:: AUSGEWÄHLTER TEXT ::

Demetri Politopoulos wollte wirklich Geschäfte machen, er errichtete seine Macedonian Thrace Brewery in einer der leeren Straßen, er hatte das Bierbrauen in Amerika gelernt, nun kam er zurück in die Heimat, um ein erfolgreicher Unternehmer zu werden. Seine Idee war, sich weitab der urbanen Zentren, fern von den übermächtigen Konkurrenten in der Provinz niederzulassen, um hier eine lokale Kundschaft zu erobern.
Dieser Plan ging nicht auf. Dass ihm Unbekannte, mutmaßlich im Auftrag von Konkurrenten, die Reifen seiner Lieferwagen aufschlitzten und seine Fertigungsanlagen sabotierten, war schon hässlich. Egal, wie weit er seine Preise senkte – die Getränkevertriebe schienen sich gegen ihn verschworen zu haben. Und fast komisch sind seine Erlebnisse mit dem griechischen Staat.
Politopoulos erzählt von seiner Geschäftsidee, außer Bier auch eine Limonade aus griechischem Bergtee zu brauen. Er hatte schon alles beisammen, hatte im ganzen Land 62 Tonnen Bergteekraut zusammengesucht, hatte sich Gedanken über die Vermarktung gemacht, über den Vertrieb, als ihm die Gesundheitsbehörde in Athen mitteilte, die Bewilligung für die Produktion seines Erfrischungs-Drinks könne nicht erteilt werden.

:::
:: AUFGEFÜHRTE DATENSÄTZE ::

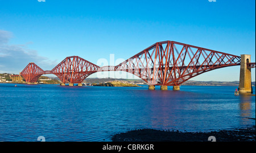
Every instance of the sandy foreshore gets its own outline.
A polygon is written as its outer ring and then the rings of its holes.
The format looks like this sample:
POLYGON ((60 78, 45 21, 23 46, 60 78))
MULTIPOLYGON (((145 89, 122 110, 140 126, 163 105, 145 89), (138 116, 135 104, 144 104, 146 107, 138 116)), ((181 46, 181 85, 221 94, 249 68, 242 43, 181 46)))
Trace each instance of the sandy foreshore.
POLYGON ((255 142, 255 126, 207 133, 140 129, 117 134, 112 136, 112 140, 113 142, 208 142, 209 137, 213 136, 216 142, 255 142))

:::

Wo hatte Demetri Politopoulos laut dem Text über seine Brauerei das Bierbrauen gelernt? Für die Bearbeitung sind die Datensätze nicht erforderlich.

In Amerika.